Source passage:
Getting Confident About Confidence Intervals

Written on March 9, 2022

In most statistical research, we take a sample of data from a larger population to analyze. This allows us to come to conclusions that are representative of our population faster and at lower cost. Confidence intervals provide a range around a sample estimate that likely contains the actual population parameter. In this post, we’ll dive into how we can use and properly explain confidence intervals.

Sample vs. Population

When working with data, we generally use a representative sample of a larger population to perform analysis. Performing analysis on an entire population can be extremely costly, and in some cases, impossible.

A good example of the difficulties surrounding working with a population is polling. If we wanted to get the public’s opinion on the MJ vs. Lebron debate, we wouldn’t seek an answer out from every basketball fan in the world. We would take a representive sample and collect their answers. This sample estimate could be used to come to a conclusion about the population within some margin of error.

Confidence intervals provide an upper and lower bound to our sample estimate, allowing us to represent the uncertainty that comes with the sample estimate.

How to Interpret Confidence Intervals

There are a lot of misconceptions with what confidence intervals represent. They can be a bit confusing when we just think of them in a single analysis, but they make a lot more sense when we think of sampling from a population.

Over several repeated samples, the confidence interval will contain the true population value at a specific confidence level. So if our confidence level was 95%, we’d expect that out of 100 independent sample estimates, around 95 would have a confidence interval that contains the true population value.

If looking at a single event rather than a long-term run of samples, we could say that we are x% confident the interval contains the true population value. Note that we would not attach a probability to this statement (i.e. there is x% probability); the event has happened and the confidence interval either contains the population value or it does not.

Exercise Run-Through

In this run-through, we’ll explore ages of players. Specifically, we’ll look at creating confidence intervals around the mean age of everyone who played in a given season. In this scenario, we’ll treat all NBA players in the 2021 season as our population.

To get a sense of how confidence intervals work, we’ll take samples from this population and calculate average player age within each sample, as well as confidence intervals for those sample means. In this case, we know the true population mean, so we can compare our confidence intervals against the population mean.

Data

We’ll pull player ages from basketball reference. We can use the player stats tables for the 2021 season to gather all players who actually played (our population). These tables also include player ages.

Here, we pull in the total stats table and do a bit of cleaning to get a tibble with a player and age column.

library(rvest)
library(tidyverse)

player_age <- read_html("https://www.basketball-reference.com/leagues/NBA_2021_totals.html") %>%
  html_node("#totals_stats") %>%
  html_table() %>%
  rename_all(.funs = ~tolower(.)) %>%
  select(player, age) %>%
  distinct(player, .keep_all = T) %>%
  filter(player != "Player") %>%
  mutate(age = as.numeric(age))

Data:
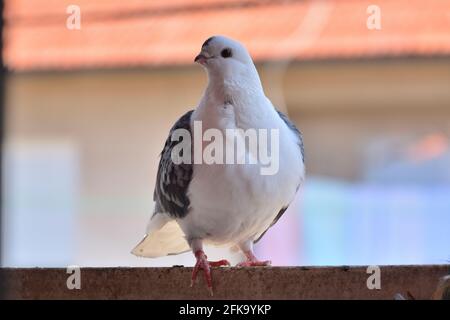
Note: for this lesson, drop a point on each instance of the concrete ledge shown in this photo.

Problems to solve:
1. According to the confidence intervals post, at a 95% confidence level, about how many of 100 independent sample estimates would have an interval containing the true population value?
2. Pick up the confidence intervals post after its final line and keep writing it.

Results by task:
1. Around 95.

2.
We can calculate the average age of all players who played during the 2021 season to get our population mean. Just a reminder that this is a toy example; most of the time we won’t be able to calculate population level statistics. If we were able to, confidence intervals wouldn’t be necessary!

# Population mean is around 25-26
mean(player_age$age)
## [1] 25.55556

Now, we’re going to create several independent samples from this player population. We’ll create 20 sample groups from this dataset. To do this, we’ll set up a random vector called sample_groups; to create this vector, we’ll sample from the values 1-20 as many times as there are rows in the player_age dataframe. We’ll then assign this field to the player_age dataframe. This allows every player to have a sample group value between 1-20.

# Setting seed so we can reproduce samples
set.seed(123)
sample_groups <- sample(1:20, nrow(player_age), replace = T)

# Assigning sample groups vector to dataframe
sample_df <- player_age %>%
  mutate(sample = sample_groups)

Now we have 20 samples of players and their respective ages. The formula for the confidence interval is going to differ based on what parameter we’re estimating but specifically for the mean, we’ll need the following:

  • Sample mean
  • Sample standard deviation
  • Sample size
  • Standard error of the mean
    • Measures how far the sample mean is likely to be from the population mean
    • Calculated as the sample standard deviation divided by the square root of the sample size

We’ll calculate each of the above values for every sample:

sample_summary <- sample_df %>%
  group_by(sample) %>%
  summarize(avg = mean(age),
            st_dev = sd(age),
            sample_size = n()) %>%
  mutate(st_error = st_dev / sqrt(sample_size))

With the standard error, we can calculate the width of the confidence interval, also known as the margin of error. To calculate the margin of error, we’ll multiply the standard error by the t-value corresponding to a 95% confidence level.

We’ll use the qt function to calculate the t-value. We need to specify our degrees of freedom (sample size - 1) and our probability (.975). Once we have the margin of error, we just need to add and subtract it to our sample average to get our confidence interval.

sample_ci <- sample_summary %>%
  mutate(error = qt(.975, df = sample_size - 1) * st_error) %>%
  mutate(low_ci = avg - error,
         high_ci = avg + error) %>%
  select(sample, avg, low_ci, high_ci)

Now we have a 95% confidence interval for each of our samples. We’d expect that around 95% of our samples’ confidence intervals will include the population mean. Let’s find out what percentage of our confidence intervals contain the population mean:

sample_ci %>%
  mutate(contain_pop = ifelse(low_ci <= mean(player_age$age) &
                                high_ci >= mean(player_age$age), 1, 0)) %>%
  summarize(contain_pop_rate = mean(contain_pop))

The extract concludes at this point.